SET TASK
Print the following lines verbatim, without changing any character.

Records taken from a collection

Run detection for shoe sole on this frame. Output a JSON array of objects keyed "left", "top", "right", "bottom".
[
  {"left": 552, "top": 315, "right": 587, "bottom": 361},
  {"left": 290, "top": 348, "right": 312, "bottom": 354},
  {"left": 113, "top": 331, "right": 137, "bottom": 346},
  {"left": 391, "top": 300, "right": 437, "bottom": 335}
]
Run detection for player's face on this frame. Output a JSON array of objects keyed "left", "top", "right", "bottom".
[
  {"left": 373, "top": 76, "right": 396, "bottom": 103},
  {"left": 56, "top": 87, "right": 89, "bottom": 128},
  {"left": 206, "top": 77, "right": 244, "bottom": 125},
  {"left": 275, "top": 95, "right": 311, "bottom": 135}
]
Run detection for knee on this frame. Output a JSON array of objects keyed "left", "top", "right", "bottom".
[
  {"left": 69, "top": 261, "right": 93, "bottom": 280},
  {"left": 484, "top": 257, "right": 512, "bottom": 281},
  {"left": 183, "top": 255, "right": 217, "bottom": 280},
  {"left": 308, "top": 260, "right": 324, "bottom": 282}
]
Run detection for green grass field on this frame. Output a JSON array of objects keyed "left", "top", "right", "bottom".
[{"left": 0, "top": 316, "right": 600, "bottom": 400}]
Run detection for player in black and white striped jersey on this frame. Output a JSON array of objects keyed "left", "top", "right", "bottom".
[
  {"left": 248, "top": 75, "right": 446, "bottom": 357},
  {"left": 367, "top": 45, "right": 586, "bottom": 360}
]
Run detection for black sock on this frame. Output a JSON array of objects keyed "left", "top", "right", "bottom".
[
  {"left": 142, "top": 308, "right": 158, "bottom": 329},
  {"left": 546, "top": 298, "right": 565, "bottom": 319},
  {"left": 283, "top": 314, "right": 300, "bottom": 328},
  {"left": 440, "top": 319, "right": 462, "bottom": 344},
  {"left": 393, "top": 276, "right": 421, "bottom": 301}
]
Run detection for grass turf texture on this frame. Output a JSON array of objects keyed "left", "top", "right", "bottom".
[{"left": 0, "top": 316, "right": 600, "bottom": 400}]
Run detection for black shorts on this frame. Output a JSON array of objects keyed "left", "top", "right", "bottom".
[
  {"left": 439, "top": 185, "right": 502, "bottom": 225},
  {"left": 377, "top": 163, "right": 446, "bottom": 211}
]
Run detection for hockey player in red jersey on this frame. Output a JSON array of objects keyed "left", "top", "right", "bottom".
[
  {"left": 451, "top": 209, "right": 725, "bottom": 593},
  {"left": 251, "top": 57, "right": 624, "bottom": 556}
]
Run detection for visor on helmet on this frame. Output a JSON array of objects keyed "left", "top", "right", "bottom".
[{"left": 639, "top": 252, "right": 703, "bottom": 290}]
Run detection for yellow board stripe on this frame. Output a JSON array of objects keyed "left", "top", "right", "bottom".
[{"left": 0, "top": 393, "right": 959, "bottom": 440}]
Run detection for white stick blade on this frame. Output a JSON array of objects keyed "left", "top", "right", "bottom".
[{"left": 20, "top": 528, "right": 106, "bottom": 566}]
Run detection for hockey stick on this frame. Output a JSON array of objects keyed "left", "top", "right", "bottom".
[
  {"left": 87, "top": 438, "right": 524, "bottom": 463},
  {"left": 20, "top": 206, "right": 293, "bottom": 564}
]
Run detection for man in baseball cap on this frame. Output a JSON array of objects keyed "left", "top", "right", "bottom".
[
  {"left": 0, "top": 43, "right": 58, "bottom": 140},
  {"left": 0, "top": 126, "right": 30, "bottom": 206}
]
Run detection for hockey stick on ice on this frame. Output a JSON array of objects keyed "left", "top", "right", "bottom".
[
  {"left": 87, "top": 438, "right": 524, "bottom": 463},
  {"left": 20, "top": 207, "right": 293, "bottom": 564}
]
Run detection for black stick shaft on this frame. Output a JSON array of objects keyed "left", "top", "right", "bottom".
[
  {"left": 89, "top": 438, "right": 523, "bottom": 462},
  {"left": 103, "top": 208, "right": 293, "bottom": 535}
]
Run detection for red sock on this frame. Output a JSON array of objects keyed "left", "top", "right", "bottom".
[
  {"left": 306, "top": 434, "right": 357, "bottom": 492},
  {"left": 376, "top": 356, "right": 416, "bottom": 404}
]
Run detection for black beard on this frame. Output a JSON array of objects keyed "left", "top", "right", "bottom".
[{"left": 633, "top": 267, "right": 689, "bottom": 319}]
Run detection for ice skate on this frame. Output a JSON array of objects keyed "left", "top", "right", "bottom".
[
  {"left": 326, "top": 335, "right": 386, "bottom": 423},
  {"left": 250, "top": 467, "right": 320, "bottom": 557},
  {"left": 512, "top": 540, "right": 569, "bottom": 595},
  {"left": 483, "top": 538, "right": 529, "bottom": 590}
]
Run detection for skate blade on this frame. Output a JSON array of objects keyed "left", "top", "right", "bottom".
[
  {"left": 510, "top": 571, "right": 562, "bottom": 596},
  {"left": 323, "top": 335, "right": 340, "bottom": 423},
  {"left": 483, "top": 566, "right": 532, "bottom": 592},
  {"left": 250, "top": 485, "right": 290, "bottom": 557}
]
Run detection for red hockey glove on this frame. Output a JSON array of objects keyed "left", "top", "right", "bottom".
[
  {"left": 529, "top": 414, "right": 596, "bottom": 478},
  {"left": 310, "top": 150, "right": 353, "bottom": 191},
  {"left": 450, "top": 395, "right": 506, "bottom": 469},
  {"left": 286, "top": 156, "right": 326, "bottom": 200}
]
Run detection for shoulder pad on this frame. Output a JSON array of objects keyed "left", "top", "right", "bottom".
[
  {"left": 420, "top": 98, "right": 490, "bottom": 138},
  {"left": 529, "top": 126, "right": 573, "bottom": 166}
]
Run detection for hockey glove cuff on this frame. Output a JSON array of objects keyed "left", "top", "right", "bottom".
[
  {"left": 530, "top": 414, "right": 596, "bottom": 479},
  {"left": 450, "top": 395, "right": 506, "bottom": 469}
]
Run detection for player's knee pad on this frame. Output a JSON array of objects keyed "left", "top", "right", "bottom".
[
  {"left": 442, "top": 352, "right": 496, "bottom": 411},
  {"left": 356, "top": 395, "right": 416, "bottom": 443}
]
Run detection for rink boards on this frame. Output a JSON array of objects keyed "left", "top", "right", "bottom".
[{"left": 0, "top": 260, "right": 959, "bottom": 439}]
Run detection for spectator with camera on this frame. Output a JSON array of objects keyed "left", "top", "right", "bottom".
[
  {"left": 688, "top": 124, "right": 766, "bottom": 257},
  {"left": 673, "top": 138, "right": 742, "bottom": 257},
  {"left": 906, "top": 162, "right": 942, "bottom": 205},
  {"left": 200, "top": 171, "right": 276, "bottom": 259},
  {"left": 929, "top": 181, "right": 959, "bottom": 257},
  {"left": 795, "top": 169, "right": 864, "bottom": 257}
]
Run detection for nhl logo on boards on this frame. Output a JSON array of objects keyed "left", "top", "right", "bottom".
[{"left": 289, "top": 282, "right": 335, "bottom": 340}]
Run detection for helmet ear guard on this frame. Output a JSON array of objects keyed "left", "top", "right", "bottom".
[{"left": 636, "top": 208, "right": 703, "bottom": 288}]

COMPLETED TASK
Run detection for shoe sole on this frame. Output a JSON array of objects keyed "left", "top", "right", "bottom".
[
  {"left": 552, "top": 315, "right": 587, "bottom": 361},
  {"left": 290, "top": 348, "right": 312, "bottom": 354},
  {"left": 113, "top": 331, "right": 137, "bottom": 346},
  {"left": 391, "top": 300, "right": 437, "bottom": 335}
]
Run detection for player's face on this frame. Output a JSON array of objects keyed "left", "top", "right", "bottom".
[
  {"left": 373, "top": 76, "right": 396, "bottom": 103},
  {"left": 56, "top": 87, "right": 89, "bottom": 128},
  {"left": 206, "top": 77, "right": 244, "bottom": 125},
  {"left": 275, "top": 95, "right": 311, "bottom": 135}
]
Run detection for knee on this frame. Output a JSON array of objects keyed "left", "top", "right", "bottom".
[
  {"left": 69, "top": 261, "right": 93, "bottom": 280},
  {"left": 484, "top": 257, "right": 512, "bottom": 281},
  {"left": 183, "top": 255, "right": 217, "bottom": 280},
  {"left": 308, "top": 260, "right": 324, "bottom": 282}
]
Run detection for green grass field on this frame. Output a JSON array of objects keyed "left", "top", "right", "bottom".
[{"left": 0, "top": 316, "right": 600, "bottom": 400}]
Run detection for player in black and white striped jersey on this frame. Output a JSON array of objects keyed "left", "top", "right", "bottom".
[
  {"left": 248, "top": 75, "right": 446, "bottom": 357},
  {"left": 367, "top": 45, "right": 586, "bottom": 360}
]
Run detection for black sock on this frame. Output a JSON array of objects keyed "left", "top", "right", "bottom".
[
  {"left": 142, "top": 308, "right": 158, "bottom": 329},
  {"left": 546, "top": 298, "right": 565, "bottom": 319},
  {"left": 283, "top": 314, "right": 300, "bottom": 328},
  {"left": 440, "top": 319, "right": 462, "bottom": 344},
  {"left": 393, "top": 276, "right": 421, "bottom": 301}
]
Run detection for grass turf texture on this frame. Output a JSON array of objects keyed "left", "top", "right", "bottom".
[{"left": 0, "top": 316, "right": 600, "bottom": 400}]
Run detection for black shorts on this frame. Output a JSON array of objects keyed "left", "top", "right", "bottom".
[
  {"left": 439, "top": 185, "right": 502, "bottom": 225},
  {"left": 377, "top": 163, "right": 446, "bottom": 211}
]
Run detection for hockey player in red jersey on this frame. Output a JSON array of objects keyed "left", "top", "right", "bottom".
[
  {"left": 451, "top": 209, "right": 725, "bottom": 593},
  {"left": 251, "top": 57, "right": 624, "bottom": 556}
]
Run detection for visor on helmet on this frame. Output a JSON array of objects keyed "left", "top", "right", "bottom".
[{"left": 639, "top": 252, "right": 703, "bottom": 290}]
Run detection for yellow board stripe on this frame. Output a JSON array of objects keyed "left", "top", "right", "bottom".
[{"left": 0, "top": 393, "right": 959, "bottom": 440}]
Run detection for white stick blade on this frame. Output a JSON array of objects keyed "left", "top", "right", "bottom".
[{"left": 20, "top": 528, "right": 106, "bottom": 566}]
Run detection for hockey stick on this frame. Output a JSON array of objects keyed "left", "top", "right", "bottom".
[
  {"left": 87, "top": 438, "right": 524, "bottom": 463},
  {"left": 20, "top": 206, "right": 293, "bottom": 564}
]
Run detection for man in baseball cap on this frame. Output a JSON array of objects keyed "left", "top", "right", "bottom".
[
  {"left": 0, "top": 43, "right": 58, "bottom": 140},
  {"left": 0, "top": 126, "right": 30, "bottom": 206}
]
Run detection for hockey stick on ice on this frame. Output a JSON array of objects keyed "left", "top", "right", "bottom".
[
  {"left": 87, "top": 438, "right": 524, "bottom": 463},
  {"left": 20, "top": 207, "right": 293, "bottom": 564}
]
Run detection for black stick shaft on this frame. Output a JSON array of objects keyed "left", "top", "right", "bottom".
[
  {"left": 89, "top": 438, "right": 523, "bottom": 462},
  {"left": 103, "top": 208, "right": 293, "bottom": 535}
]
Run detection for red sock on this frame. Output a JSON array of objects keyed "left", "top", "right", "bottom".
[
  {"left": 306, "top": 434, "right": 357, "bottom": 492},
  {"left": 376, "top": 356, "right": 416, "bottom": 404}
]
Run detection for black beard on this frame. Output a JSON array of objects keyed "left", "top", "right", "bottom".
[{"left": 633, "top": 267, "right": 689, "bottom": 319}]
Run detection for ice skate on this frame. Output a JSON array of objects keyed "left", "top", "right", "bottom".
[
  {"left": 326, "top": 335, "right": 386, "bottom": 423},
  {"left": 250, "top": 467, "right": 320, "bottom": 557},
  {"left": 512, "top": 540, "right": 569, "bottom": 595},
  {"left": 483, "top": 538, "right": 529, "bottom": 590}
]
Run detection for skate blade on this frame. Output a JSON array of objects keyed "left", "top", "right", "bottom".
[
  {"left": 510, "top": 571, "right": 562, "bottom": 596},
  {"left": 323, "top": 335, "right": 340, "bottom": 423},
  {"left": 483, "top": 566, "right": 532, "bottom": 592},
  {"left": 250, "top": 485, "right": 290, "bottom": 557}
]
Run detection for red hockey glove on this frame. Output a JSON array of objects keyed "left", "top", "right", "bottom".
[
  {"left": 529, "top": 414, "right": 596, "bottom": 478},
  {"left": 310, "top": 150, "right": 353, "bottom": 191},
  {"left": 450, "top": 395, "right": 506, "bottom": 469},
  {"left": 286, "top": 156, "right": 326, "bottom": 200}
]
Run detection for shoulder pad on this frame. Output a JSON array of objects keyed "left", "top", "right", "bottom".
[
  {"left": 420, "top": 98, "right": 490, "bottom": 138},
  {"left": 529, "top": 126, "right": 573, "bottom": 166}
]
Run detection for hockey glove cuff on this frame. Output a JSON array of objects keyed "left", "top", "right", "bottom".
[
  {"left": 530, "top": 414, "right": 596, "bottom": 479},
  {"left": 450, "top": 395, "right": 506, "bottom": 469}
]
Run detection for player's knee pad on this frame. Output a JSON array of objects keyed "left", "top", "right", "bottom".
[
  {"left": 442, "top": 352, "right": 496, "bottom": 411},
  {"left": 356, "top": 395, "right": 416, "bottom": 443}
]
Run detection for rink boards on this frame. Output a JSON array of objects keyed "left", "top", "right", "bottom".
[{"left": 0, "top": 260, "right": 959, "bottom": 439}]
Run detection for spectator with camera on this frame. Output a JSON array of objects keyed "left", "top", "right", "bottom".
[
  {"left": 688, "top": 124, "right": 766, "bottom": 257},
  {"left": 673, "top": 138, "right": 742, "bottom": 257},
  {"left": 906, "top": 162, "right": 942, "bottom": 205},
  {"left": 200, "top": 171, "right": 276, "bottom": 259},
  {"left": 929, "top": 181, "right": 959, "bottom": 257},
  {"left": 795, "top": 169, "right": 864, "bottom": 257}
]
Run detection for nhl logo on boards on this frame. Output a JSON array of objects keyed "left", "top", "right", "bottom".
[{"left": 289, "top": 282, "right": 335, "bottom": 340}]
Run detection for helmet ear guard on this frame. Output a JSON array of objects keyed "left", "top", "right", "bottom".
[{"left": 636, "top": 208, "right": 703, "bottom": 288}]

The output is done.